[About this task] Work through the data below and give the number of lines holding the word "stick", without any other text.

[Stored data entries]
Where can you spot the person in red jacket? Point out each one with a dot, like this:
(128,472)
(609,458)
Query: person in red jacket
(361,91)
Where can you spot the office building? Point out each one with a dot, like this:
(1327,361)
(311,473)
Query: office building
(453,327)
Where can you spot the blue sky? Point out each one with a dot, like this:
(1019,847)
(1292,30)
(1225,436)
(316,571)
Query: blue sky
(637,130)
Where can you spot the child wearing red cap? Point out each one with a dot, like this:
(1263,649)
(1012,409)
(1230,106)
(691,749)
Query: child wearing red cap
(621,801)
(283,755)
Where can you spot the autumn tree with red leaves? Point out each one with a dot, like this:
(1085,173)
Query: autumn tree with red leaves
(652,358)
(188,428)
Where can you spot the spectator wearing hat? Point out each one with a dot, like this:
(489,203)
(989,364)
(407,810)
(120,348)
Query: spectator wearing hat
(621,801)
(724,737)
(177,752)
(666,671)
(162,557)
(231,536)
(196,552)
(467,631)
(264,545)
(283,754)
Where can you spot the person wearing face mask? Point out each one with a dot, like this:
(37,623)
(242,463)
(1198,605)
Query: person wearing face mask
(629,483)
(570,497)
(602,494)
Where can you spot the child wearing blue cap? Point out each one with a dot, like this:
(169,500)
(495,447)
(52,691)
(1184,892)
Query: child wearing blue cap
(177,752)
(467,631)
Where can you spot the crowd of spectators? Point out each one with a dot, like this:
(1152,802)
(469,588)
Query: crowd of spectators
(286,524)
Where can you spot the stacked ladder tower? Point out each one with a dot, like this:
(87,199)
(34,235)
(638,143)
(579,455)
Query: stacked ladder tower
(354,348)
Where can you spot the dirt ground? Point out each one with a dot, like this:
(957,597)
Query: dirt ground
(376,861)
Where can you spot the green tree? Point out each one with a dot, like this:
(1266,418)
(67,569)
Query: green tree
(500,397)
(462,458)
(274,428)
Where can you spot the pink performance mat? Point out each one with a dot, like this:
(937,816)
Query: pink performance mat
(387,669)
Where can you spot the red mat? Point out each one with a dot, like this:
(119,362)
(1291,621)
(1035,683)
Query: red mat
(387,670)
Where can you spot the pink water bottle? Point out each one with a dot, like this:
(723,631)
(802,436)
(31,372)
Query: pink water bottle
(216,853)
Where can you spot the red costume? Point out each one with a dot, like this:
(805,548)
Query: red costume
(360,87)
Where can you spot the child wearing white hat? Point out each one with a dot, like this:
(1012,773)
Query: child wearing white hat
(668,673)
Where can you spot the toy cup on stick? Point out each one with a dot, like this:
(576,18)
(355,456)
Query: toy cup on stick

[Answer to this problem] 2